_Objective:_ From the Fountain Lake article, extract verbatim the stretch from "On Monday, however, staff" through "of the chemical.".

_Page text:_

* * * * *

On Monday, however, staff decided not to treat the lake for a second time right away and chose instead to wait until before the regional waterski tournament at the end of the month, Adams said.
Staff were using leftover chemicals from another year for the treatment.
“We also believe that if present conditions persist — i.e., hot weather and no rain — that the lake will be turning green again, potentially soon,” Adams said.
In the past, the treatments have lasted for several weeks; however, based on the weather and other conditions, there is a risk they may last a much shorter period.
Whether the lake will be treated in future years remains a question for the Albert Lea City Council, who will ultimately decide whether to purchase more of the chemical.
The question of whether to treat Fountain Lake for excessive algae has been the center of much controversy in recent years. The issue comes up each year around Independence Day and questions whether focus should be placed on temporary appearance or on overall water quality improvements that may be longer-lasting.

* * * * *

_Data lines:_
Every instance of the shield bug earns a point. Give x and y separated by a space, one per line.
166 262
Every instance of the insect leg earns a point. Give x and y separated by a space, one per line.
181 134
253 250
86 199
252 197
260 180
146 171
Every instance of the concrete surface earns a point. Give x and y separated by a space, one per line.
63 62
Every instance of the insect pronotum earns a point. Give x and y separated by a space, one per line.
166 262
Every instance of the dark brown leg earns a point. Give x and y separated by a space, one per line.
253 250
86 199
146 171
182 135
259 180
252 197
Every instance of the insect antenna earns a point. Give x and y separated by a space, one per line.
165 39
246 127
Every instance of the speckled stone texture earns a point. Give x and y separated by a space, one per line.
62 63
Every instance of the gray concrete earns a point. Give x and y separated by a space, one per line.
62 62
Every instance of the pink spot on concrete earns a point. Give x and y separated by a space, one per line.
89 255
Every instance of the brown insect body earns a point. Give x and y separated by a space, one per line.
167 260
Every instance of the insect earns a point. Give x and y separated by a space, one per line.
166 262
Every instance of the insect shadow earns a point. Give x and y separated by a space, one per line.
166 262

* * * * *

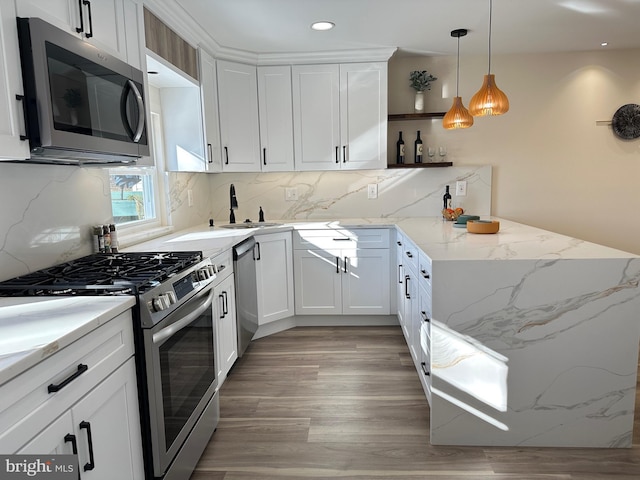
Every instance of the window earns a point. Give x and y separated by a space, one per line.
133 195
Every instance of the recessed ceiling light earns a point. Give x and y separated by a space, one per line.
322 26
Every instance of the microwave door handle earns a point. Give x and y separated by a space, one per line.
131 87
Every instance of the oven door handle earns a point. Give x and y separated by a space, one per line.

* * * * *

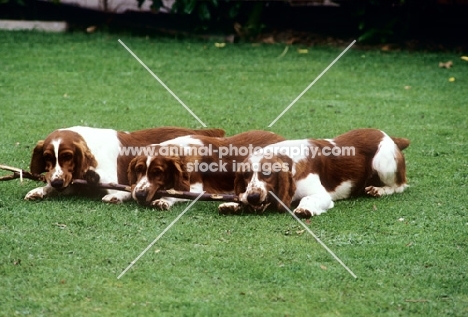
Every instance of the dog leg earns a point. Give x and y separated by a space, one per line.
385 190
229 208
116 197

* * * * *

_Finished exercise:_
On Monday, however, staff decided not to treat the lake for a second time right away and chose instead to wait until before the regional waterski tournament at the end of the month, Adams said.
Staff were using leftover chemicals from another year for the treatment.
“We also believe that if present conditions persist — i.e., hot weather and no rain — that the lake will be turning green again, potentially soon,” Adams said.
In the past, the treatments have lasted for several weeks; however, based on the weather and other conditions, there is a risk they may last a much shorter period.
Whether the lake will be treated in future years remains a question for the Albert Lea City Council, who will ultimately decide whether to purchase more of the chemical.